• _BRIEF 1_: Retype the entries below verbatim, starting with the line that contains "Put one point on every instance of the corrugated" and going on through the last line of the entries.

• _EXCERPTED PASSAGE_:
========================================================================

Its all money!
I think we could all agree that counting up a barbell can be tedious.
You’re loading your barbell, staring at it, counting on your fingers (and toes), counting again, adding, subtracting, questioning your higher education, looking around for an calculator, calling over a few training partners…
“How much weight is on my bar?”
It doesn’t have to be this way.
If you see 4 quarters you know it’s $1. No need to add 25+25+25+25. You see 4 quarters as a common unit that you recognize immediately and understand its value. Barbell Math is like counting money. Think of your barbell and the weights on each side as a picture or a complete unit.
Step one is knowing what each width of plate weighs. From skinny to thick is 10,15,25,45 pound plates. Think of these as coins. The bar itself is a 45# “coin”
The three easiest pictures to identify are,
bar with 25s, equals 95
bar with 45s equals 135
bar with 45s and 25s equals 185
If a person is using a 35# bar then simply see the money and subtract 10.
There are lots of ways to get load a bar but if we start with the largest weight possible and identify the unit then it’s easy to add less common weights.
A bar with 25s is 95. Add 2.5s and its easy to come up with 100, if it’s a ladies bar then it’s 90.

========================================================================

Pointing and labeling entries:
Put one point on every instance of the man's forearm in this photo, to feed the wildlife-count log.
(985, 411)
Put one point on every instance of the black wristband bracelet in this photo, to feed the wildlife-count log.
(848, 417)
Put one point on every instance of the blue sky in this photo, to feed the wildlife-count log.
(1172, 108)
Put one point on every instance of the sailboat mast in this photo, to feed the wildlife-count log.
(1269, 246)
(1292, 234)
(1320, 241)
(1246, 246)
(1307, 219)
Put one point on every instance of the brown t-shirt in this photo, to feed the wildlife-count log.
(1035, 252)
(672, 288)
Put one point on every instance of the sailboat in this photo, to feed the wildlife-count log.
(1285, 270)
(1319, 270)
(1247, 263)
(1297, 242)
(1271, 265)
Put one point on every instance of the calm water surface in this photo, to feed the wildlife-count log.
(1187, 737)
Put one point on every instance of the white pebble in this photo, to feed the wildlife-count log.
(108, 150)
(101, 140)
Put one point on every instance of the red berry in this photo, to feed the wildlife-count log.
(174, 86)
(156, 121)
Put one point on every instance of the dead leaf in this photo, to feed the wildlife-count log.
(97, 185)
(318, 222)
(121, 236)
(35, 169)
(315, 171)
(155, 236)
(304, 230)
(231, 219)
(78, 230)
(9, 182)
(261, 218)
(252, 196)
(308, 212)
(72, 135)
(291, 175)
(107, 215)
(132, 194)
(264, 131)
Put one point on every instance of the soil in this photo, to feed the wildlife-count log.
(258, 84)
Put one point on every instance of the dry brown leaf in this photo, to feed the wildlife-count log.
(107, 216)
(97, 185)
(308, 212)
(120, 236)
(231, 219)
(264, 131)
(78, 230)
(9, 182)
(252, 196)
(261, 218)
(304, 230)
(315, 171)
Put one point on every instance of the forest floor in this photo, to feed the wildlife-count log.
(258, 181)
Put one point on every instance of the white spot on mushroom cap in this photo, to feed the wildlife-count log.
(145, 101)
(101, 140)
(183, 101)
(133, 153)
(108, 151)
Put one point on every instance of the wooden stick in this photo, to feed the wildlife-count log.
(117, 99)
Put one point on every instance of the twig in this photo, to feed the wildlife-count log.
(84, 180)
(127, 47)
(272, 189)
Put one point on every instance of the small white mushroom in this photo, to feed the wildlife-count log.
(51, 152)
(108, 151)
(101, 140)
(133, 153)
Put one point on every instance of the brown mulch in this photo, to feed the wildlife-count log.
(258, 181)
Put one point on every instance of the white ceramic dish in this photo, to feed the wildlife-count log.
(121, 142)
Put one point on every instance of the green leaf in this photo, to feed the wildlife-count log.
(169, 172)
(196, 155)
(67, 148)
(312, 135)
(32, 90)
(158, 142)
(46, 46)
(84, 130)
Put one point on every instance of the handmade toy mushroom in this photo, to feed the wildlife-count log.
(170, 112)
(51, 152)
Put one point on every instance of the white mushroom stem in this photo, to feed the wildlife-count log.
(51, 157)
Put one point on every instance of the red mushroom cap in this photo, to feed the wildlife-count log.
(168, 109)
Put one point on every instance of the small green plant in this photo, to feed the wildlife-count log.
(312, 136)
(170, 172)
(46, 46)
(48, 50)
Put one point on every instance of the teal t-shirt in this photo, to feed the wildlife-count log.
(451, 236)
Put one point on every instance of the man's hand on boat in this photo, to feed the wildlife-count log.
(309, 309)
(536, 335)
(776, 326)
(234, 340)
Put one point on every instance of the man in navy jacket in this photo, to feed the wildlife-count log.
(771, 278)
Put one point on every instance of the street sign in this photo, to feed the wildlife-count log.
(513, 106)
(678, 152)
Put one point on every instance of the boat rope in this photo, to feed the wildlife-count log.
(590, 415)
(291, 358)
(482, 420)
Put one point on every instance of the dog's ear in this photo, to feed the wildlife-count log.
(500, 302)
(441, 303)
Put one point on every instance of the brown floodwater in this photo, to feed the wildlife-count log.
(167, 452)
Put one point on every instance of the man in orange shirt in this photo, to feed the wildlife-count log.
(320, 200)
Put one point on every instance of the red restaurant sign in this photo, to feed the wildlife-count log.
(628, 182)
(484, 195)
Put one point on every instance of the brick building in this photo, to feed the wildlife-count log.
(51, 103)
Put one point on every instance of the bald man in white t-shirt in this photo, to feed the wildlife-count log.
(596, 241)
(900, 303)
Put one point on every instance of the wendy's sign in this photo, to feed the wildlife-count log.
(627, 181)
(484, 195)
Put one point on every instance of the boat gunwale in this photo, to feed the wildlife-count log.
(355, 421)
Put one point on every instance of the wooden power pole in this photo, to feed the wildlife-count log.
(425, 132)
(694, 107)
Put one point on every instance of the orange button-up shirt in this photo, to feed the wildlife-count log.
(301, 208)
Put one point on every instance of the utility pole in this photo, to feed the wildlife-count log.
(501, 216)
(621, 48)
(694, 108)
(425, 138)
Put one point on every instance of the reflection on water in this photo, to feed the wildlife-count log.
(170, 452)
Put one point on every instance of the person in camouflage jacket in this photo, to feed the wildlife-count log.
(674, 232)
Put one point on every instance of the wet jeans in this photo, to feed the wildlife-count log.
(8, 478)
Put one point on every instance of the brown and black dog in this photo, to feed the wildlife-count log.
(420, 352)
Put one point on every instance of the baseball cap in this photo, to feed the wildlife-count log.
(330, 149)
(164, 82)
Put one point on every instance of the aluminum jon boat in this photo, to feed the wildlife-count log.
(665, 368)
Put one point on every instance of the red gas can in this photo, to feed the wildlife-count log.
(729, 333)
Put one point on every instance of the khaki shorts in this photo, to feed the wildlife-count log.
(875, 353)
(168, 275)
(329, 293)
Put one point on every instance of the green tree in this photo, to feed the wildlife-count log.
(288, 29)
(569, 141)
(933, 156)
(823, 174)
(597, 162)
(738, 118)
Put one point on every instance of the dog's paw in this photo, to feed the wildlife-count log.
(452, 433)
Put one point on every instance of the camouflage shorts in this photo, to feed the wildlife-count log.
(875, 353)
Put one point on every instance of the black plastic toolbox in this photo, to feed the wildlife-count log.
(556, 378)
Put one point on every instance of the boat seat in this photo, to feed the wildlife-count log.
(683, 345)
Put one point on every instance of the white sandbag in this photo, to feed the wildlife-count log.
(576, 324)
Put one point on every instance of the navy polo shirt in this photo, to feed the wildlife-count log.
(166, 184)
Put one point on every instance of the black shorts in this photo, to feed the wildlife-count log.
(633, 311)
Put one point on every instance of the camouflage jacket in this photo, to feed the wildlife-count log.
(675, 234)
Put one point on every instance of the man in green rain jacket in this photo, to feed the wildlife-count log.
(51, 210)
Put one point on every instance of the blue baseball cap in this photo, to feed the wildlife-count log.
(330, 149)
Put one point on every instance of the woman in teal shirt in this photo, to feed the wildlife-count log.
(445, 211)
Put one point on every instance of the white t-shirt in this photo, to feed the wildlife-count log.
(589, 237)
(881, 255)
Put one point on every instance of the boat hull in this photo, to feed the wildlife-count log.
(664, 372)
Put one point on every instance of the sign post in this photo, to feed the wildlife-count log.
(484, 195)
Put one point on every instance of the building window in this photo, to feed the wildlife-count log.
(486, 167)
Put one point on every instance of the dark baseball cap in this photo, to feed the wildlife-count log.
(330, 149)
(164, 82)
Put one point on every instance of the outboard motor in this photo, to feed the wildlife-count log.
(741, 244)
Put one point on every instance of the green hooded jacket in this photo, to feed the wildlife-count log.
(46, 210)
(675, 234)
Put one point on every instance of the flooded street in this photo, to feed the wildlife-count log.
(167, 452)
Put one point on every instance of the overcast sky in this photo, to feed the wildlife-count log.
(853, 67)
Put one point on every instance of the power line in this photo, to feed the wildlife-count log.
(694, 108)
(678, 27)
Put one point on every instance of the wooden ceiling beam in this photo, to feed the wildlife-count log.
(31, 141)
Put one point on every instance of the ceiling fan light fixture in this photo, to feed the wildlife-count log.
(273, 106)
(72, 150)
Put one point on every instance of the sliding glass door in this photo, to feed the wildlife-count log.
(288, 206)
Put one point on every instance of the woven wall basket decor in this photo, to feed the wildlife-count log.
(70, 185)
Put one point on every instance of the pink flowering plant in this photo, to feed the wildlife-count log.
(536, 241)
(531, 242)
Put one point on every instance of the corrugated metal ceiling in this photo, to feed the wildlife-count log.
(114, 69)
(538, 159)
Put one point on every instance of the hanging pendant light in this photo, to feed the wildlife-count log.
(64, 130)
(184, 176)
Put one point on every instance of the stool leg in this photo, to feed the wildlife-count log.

========================================================================

• _BRIEF 2_: Summarize the barbell math piece in two sentences.

• _COMPLETE RESPONSE 1_:
Put one point on every instance of the corrugated metal ceiling in this photo, to feed the wildlife-count log.
(114, 69)
(538, 159)
Put one point on every instance of the hanging pendant light in this photo, to feed the wildlife-count log.
(64, 130)
(184, 176)
Put one point on every instance of the stool leg in this photo, to feed the wildlife-count log.

• _COMPLETE RESPONSE 2_: Counting the weight on a barbell can be tedious, but it gets easier if you treat the bar and plates like money and recognize each load as a single unit, the way four quarters are seen at once as $1. Once you know the plates run from 10 to 45 pounds and the bar is a 45-pound "coin," you can spot common loads such as a bar with 25s (95), with 45s (135), or with 45s and 25s (185), then add smaller plates or subtract 10 for a 35-pound bar.